▸ **Selected extract**
# VBA Code in excel



## jatinaroray2k (Nov 25, 2022)

Hi,

Please help me with the below, as I have data for 2 different dates and I need a vba code in excel so if i select a date on the dashboard it would populate the data for the given date only.

Thank you in advance.


----------



## Peter_SSs (Nov 25, 2022)

Welcome to the MrExcel board!

That would involve a lot of manual typing for a helper to set up and test. MrExcel has a tool called “XL2BB” that lets you post samples of your data that will allow us to copy/paste it to our Excel spreadsheets, so we can work with the same copy of data that you are. Instructions on using this tool can be found here: XL2BB Add-in

Note that there is also a "Test Here” forum on this board. This is a place where you can test using this tool (or any other posting techniques that you want to test) before trying to use those tools in your actual posts.

▸ **Your tasks**
1. Decide whether each of the following statements agrees with the VBA forum thread: (a) The person asking for help has data for two different dates. (b) According to the reply, preparing the requested setup would take a helper very little manual typing. (c) The "Test Here" forum is described as a place to try out posting tools before using them in actual posts. For each one, answer yes or no and quote the words from the thread that settle it.
2. Return the passage of the VBA forum thread starting at "## jatinaroray2k (Nov" and ending at "Peter_SSs (Nov 25, 2022)".

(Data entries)

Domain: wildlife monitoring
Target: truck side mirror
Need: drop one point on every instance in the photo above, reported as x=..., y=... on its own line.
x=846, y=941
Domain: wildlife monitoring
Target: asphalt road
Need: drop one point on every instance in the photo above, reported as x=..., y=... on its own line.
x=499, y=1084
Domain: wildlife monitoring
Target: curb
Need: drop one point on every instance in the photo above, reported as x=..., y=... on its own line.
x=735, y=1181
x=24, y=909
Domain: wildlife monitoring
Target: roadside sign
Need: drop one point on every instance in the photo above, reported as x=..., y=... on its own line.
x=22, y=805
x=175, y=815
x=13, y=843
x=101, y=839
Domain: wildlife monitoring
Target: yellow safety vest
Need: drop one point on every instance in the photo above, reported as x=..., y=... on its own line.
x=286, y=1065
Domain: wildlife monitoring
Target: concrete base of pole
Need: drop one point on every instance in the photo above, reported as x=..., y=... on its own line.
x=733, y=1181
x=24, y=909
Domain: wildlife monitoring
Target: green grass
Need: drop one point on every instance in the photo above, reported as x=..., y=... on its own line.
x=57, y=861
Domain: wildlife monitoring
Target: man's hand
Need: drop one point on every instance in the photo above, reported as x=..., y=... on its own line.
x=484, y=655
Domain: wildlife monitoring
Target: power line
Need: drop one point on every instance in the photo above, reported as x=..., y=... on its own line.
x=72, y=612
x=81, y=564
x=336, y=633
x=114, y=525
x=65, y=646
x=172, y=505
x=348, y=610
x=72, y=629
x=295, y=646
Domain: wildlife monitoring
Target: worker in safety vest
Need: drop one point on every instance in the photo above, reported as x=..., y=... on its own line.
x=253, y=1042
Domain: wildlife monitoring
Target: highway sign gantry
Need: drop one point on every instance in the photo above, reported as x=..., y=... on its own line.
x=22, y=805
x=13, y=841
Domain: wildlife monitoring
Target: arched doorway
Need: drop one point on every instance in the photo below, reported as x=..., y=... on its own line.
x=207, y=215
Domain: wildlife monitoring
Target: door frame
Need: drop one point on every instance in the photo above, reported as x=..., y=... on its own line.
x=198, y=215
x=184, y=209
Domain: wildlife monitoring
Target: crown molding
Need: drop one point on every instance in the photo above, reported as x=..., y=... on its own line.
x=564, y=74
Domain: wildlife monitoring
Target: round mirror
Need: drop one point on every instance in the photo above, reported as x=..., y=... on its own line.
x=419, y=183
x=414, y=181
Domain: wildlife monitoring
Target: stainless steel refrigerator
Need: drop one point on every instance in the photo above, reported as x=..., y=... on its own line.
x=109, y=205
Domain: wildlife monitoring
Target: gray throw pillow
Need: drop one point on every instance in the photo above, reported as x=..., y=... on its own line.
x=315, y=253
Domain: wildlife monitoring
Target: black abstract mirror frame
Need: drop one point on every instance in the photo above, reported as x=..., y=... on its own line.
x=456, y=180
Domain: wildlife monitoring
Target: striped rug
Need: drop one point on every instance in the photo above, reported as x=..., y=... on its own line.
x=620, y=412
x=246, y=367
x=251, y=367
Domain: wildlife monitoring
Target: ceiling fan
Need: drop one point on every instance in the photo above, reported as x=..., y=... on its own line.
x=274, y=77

▸ **Worked answers**
1.
(a) Yes: "as I have data for 2 different dates"
(b) No: "That would involve a lot of manual typing for a helper to set up and test."
(c) Yes: "This is a place where you can test using this tool (or any other posting techniques that you want to test) before trying to use those tools in your actual posts."

2.
## jatinaroray2k (Nov 25, 2022)

Hi,

Please help me with the below, as I have data for 2 different dates and I need a vba code in excel so if i select a date on the dashboard it would populate the data for the given date only.

Thank you in advance.


----------



## Peter_SSs (Nov 25, 2022)